* _REQUIREMENT_
Rewrite the records below, starting at the line containing "form [(1079, 54)]." and ending at the line containing "[(449, 583)]", keeping every line. Shift each coordinate in the answers by adding 97 to it.

(Location labeling records)
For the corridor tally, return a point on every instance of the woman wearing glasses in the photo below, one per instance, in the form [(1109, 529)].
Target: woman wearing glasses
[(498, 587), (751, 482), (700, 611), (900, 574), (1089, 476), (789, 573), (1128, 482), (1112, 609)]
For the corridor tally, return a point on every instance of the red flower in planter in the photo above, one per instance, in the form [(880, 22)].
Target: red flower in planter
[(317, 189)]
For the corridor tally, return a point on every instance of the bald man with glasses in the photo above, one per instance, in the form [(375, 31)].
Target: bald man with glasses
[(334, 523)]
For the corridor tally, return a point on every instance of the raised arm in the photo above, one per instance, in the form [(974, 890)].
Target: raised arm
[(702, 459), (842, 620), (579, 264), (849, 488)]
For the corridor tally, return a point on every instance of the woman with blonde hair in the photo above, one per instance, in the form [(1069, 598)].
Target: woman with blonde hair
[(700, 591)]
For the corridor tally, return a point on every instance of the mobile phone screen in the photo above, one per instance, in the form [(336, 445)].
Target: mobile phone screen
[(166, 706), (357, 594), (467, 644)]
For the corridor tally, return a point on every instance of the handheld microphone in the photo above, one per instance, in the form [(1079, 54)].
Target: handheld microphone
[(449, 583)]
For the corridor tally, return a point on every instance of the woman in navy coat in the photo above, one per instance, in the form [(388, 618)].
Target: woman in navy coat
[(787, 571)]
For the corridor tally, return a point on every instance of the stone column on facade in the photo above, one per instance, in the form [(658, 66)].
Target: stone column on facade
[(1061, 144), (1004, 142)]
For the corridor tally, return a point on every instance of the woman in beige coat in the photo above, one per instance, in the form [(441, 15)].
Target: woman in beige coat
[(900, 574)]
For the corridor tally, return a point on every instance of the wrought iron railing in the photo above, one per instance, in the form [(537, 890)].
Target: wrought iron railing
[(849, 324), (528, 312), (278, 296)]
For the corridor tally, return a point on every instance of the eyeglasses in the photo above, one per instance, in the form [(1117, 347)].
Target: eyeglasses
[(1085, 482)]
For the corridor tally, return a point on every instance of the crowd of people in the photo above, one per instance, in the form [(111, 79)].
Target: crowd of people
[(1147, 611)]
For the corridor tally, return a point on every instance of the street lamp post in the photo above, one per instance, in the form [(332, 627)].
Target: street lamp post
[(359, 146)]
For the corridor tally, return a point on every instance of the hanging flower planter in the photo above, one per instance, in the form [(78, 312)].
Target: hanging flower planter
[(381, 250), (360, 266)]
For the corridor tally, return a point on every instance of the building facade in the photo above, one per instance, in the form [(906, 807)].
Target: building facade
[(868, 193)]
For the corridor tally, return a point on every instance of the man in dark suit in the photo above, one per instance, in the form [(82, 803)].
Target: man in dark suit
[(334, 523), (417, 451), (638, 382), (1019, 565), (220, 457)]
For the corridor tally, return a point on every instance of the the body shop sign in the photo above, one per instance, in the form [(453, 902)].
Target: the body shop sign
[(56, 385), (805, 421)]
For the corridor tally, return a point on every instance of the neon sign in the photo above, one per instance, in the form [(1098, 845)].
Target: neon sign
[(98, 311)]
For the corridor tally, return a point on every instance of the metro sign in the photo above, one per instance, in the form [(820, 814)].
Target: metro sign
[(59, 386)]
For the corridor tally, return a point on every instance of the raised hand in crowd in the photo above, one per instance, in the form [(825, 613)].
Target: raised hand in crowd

* _EXERCISE RESULT_
For the corridor tally, return a point on every instance of the handheld microphone in the photo above, one per instance, in the form [(1079, 54)].
Target: handheld microphone
[(546, 680)]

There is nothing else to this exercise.